● TASK BRIEF
Output each line exactly as written, from the first line of the records to the line bearing "rough mask: <svg", inclusive, while leaving every picture out.

● PROVIDED MATERIAL
Content starts

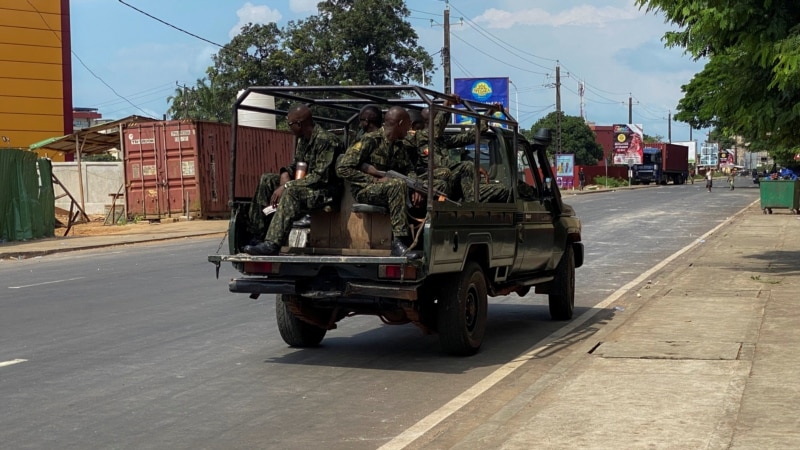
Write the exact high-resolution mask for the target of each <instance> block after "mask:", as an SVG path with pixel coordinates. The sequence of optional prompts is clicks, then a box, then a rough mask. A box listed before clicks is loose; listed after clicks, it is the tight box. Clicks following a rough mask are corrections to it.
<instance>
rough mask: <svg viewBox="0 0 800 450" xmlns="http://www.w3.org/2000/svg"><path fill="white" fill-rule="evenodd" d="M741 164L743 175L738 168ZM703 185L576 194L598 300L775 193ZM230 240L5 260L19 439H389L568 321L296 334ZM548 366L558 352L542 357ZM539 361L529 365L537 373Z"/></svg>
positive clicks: (377, 327)
mask: <svg viewBox="0 0 800 450" xmlns="http://www.w3.org/2000/svg"><path fill="white" fill-rule="evenodd" d="M737 181H738V180H737ZM745 181H749V180H745V179H742V180H741V181H740V188H739V189H737V190H735V191H733V192H730V191H727V190H722V189H719V188H718V189H715V190H714V192H712V193H710V194H709V193H707V192H705V191H704V189H703V187H702V186H700V185H698V184H695V185H686V186H668V187H658V188H649V189H640V190H635V191H619V192H615V193H605V194H593V195H583V196H567V202H568V203H571V204H573V206H575V207H576V209H577V210H578V212H579V214H580V216H581V218H582V219H583V221H584V228H585V232H584V240H585V242H586V250H587V258H586V259H587V262H586V265H585V267H583V268H581V269H579V271H578V280H577V282H578V292H577V303H578V306H579V310H578V311H577V314H580V313H582V312H583V311H585V310H586V309H587V308H591V307H592V306H593V305H595V304H597V303H599V302H601V301H602V300H603V299H604V298H606V297H607V296H608V294H610V293H611V292H613V291H614V290H616V289H617V288H619V287H620V286H622V285H624V284H625V283H627V282H628V281H630V280H632V279H634V278H635V277H636V276H637V275H638V274H640V273H642V272H644V271H645V270H646V269H648V268H650V267H651V266H653V265H654V264H655V263H657V262H658V261H659V260H660V259H661V258H664V257H665V256H667V255H669V254H671V253H673V252H675V251H676V250H678V249H680V248H682V247H684V246H686V245H687V244H689V243H690V242H692V241H693V240H695V239H697V236H700V235H702V234H703V233H704V232H706V231H708V230H709V229H711V228H713V227H714V226H716V225H717V224H718V223H720V222H721V221H723V220H724V219H725V218H726V217H728V216H729V215H731V214H733V213H735V212H736V211H738V210H739V209H741V208H742V207H744V206H745V205H747V204H749V203H750V202H752V201H753V200H755V199H756V198H757V196H758V191H757V189H753V188H750V186H747V185H746V184H745ZM218 244H219V242H218V240H216V239H197V240H191V241H178V242H170V243H166V244H162V245H139V246H133V247H125V248H122V249H108V250H101V251H93V252H76V253H69V254H60V255H54V256H50V257H47V258H42V259H35V260H29V261H20V262H18V263H15V264H7V265H3V267H2V277H0V363H2V362H4V361H15V360H25V361H22V362H19V363H17V364H13V365H7V366H2V367H0V398H2V399H3V401H2V402H1V403H0V442H2V443H3V446H4V447H6V446H7V447H8V448H48V447H49V448H90V447H93V448H167V447H169V448H195V447H203V448H282V449H288V448H307V447H310V446H324V447H325V448H341V449H352V448H364V449H372V448H377V447H379V446H380V445H382V444H383V443H385V442H386V441H387V440H389V439H391V438H392V437H394V436H396V435H397V434H399V433H400V432H402V431H403V430H404V429H406V428H408V427H409V426H411V425H413V424H414V423H415V422H417V421H418V420H420V419H421V418H423V417H425V416H426V415H427V414H429V413H430V412H431V411H434V410H436V409H437V408H439V407H440V406H441V405H443V404H445V403H447V402H448V401H449V400H450V399H452V398H454V397H456V396H458V395H459V394H461V393H462V392H463V391H465V390H466V389H468V388H469V387H470V386H472V385H473V384H475V383H476V382H478V381H479V380H482V379H484V378H485V377H487V376H488V375H490V374H491V373H492V372H493V371H494V370H495V369H496V368H497V367H499V366H501V365H503V364H505V363H506V362H508V361H510V360H512V359H513V358H514V357H515V356H517V355H518V354H520V353H521V352H523V351H525V350H526V349H528V348H530V347H531V346H533V345H534V344H535V343H536V342H537V341H539V340H541V339H542V338H543V337H545V336H547V335H548V334H550V333H551V332H552V331H554V330H556V329H558V328H559V327H561V326H563V324H561V323H554V322H550V321H549V320H548V318H547V315H548V313H547V306H546V297H544V296H527V297H525V298H520V297H518V296H516V295H512V296H509V297H504V298H498V299H492V300H491V307H490V314H489V315H490V317H489V328H488V331H487V341H486V343H485V346H484V348H483V350H482V351H481V352H480V353H479V354H478V355H476V356H474V357H471V358H451V357H446V356H442V355H441V354H440V353H439V351H438V344H437V341H436V338H435V337H433V336H421V335H420V333H419V331H418V330H417V329H416V328H414V327H412V326H403V327H391V326H383V325H381V324H380V323H379V322H378V321H377V320H376V319H373V318H352V319H348V320H345V321H343V322H341V324H340V329H338V330H335V331H333V332H329V334H328V337H326V339H325V340H324V341H323V344H324V346H323V347H322V348H319V349H306V350H295V349H290V348H287V347H286V346H285V345H284V344H283V342H282V341H281V340H280V337H279V336H278V333H277V329H276V326H275V324H274V318H273V314H274V313H273V300H272V298H271V297H270V296H262V297H261V298H259V299H258V300H255V301H254V300H250V299H248V298H247V296H243V295H233V294H230V293H228V292H227V286H226V282H225V281H224V280H225V279H227V278H230V277H231V276H234V273H233V272H232V270H231V269H230V268H229V267H223V269H222V273H221V277H220V278H221V279H220V280H215V279H214V277H213V266H212V265H210V264H208V263H207V262H205V256H206V255H207V254H209V253H213V252H214V251H216V249H217V247H218ZM542 370H544V368H543V369H542ZM535 376H536V370H532V371H529V372H528V373H527V374H526V375H525V377H528V378H530V377H535Z"/></svg>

Content ends

● OUTPUT OF THE TASK
Write the exact high-resolution mask for the target of each <instance> block after "mask:", as an SVG path with pixel coordinates. The sequence of optional prompts is clicks, then a box, then a rough mask. A box listed before clicks is loose; listed after clicks, it is the tight box. Clicks following a rough mask are corrections to it.
<instance>
rough mask: <svg viewBox="0 0 800 450" xmlns="http://www.w3.org/2000/svg"><path fill="white" fill-rule="evenodd" d="M741 164L743 175L738 168ZM703 185L576 194L598 300L775 193ZM230 240L5 260L19 439H389L568 321L296 334ZM548 366L558 352L542 357ZM539 361L529 365L537 373Z"/></svg>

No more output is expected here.